Labeled-object pointing entries
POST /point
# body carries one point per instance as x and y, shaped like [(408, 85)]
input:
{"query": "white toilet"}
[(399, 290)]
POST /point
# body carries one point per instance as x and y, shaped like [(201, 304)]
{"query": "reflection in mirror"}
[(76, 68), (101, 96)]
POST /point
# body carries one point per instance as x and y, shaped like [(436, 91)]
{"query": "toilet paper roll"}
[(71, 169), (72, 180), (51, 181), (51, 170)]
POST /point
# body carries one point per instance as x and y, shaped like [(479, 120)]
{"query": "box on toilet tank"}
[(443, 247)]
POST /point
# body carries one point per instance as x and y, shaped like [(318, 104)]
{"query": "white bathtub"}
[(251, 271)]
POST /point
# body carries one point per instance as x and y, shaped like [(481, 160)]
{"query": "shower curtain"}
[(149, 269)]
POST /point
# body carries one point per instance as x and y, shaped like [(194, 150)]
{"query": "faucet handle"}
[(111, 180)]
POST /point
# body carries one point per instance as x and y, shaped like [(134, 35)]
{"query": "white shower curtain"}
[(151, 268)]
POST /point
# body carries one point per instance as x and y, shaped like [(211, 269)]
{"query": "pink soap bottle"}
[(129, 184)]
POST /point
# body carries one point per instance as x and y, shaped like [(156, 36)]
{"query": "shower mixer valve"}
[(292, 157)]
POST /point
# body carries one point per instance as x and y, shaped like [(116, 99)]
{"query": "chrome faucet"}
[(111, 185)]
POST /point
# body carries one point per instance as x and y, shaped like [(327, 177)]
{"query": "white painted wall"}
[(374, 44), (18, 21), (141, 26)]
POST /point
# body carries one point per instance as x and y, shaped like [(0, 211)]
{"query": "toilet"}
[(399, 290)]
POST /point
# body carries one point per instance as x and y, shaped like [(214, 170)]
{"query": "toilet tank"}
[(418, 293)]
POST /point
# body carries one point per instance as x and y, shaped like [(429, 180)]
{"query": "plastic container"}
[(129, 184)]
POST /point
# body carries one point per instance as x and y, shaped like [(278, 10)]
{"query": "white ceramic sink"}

YOUR OBJECTIVE:
Write out all of the records again, swapping each "instance" for "item" and keeping everything else the same.

EXERCISE OUTPUT:
POST /point
# body carries one point per item as x and y, shaped like [(408, 85)]
input:
{"query": "white toilet"}
[(399, 290)]
POST /point
# body carries one point per item as x and y, shaped like [(201, 304)]
{"query": "reflection in mirror"}
[(76, 68), (101, 96)]
POST /point
# body carries one point per item as x and y, shaped like [(436, 91)]
{"query": "toilet paper roll"}
[(71, 169), (72, 180), (51, 181), (51, 170)]
POST /point
# body carries one point per item as x and y, shaped like [(479, 120)]
{"query": "box on toilet tank"}
[(443, 247)]
POST /point
# body carries one point per item as x and y, shaped like [(318, 104)]
{"query": "white bathtub"}
[(251, 271)]
POST /point
# body carries one point per item as x and y, shaped like [(481, 160)]
{"query": "shower curtain"}
[(149, 269)]
POST /point
# body carries one point per item as x and y, shaped like [(194, 150)]
{"query": "faucet handle"}
[(111, 180)]
POST /point
# body carries one point per item as x and y, shaped like [(134, 35)]
{"query": "white shower curtain"}
[(151, 268)]
POST /point
# body carries one point per item as x and y, shaped like [(211, 269)]
{"query": "pink soap bottle"}
[(129, 184)]
POST /point
# body carries one point per item as x and y, shaped like [(156, 36)]
{"query": "shower mixer valve"}
[(292, 157)]
POST /point
# body carries one point per item as x and y, shaped like [(116, 99)]
{"query": "chrome faucet"}
[(111, 185)]
POST /point
# body carries one point per item as x and y, shaped like [(327, 177)]
{"query": "white painted wall"}
[(374, 44), (18, 21), (141, 26)]
POST /point
# body carries one point per item as x and y, shaped like [(0, 211)]
{"query": "toilet"}
[(399, 290)]
POST /point
# body carries one point per item as x and y, shaped like [(214, 170)]
{"query": "toilet tank"}
[(418, 293)]
POST /point
# body carries one point per item as x and y, shaped like [(429, 180)]
{"query": "plastic container"}
[(129, 184)]
POST /point
# body carries one point per item as x and y, shaped like [(278, 10)]
{"query": "white ceramic sink"}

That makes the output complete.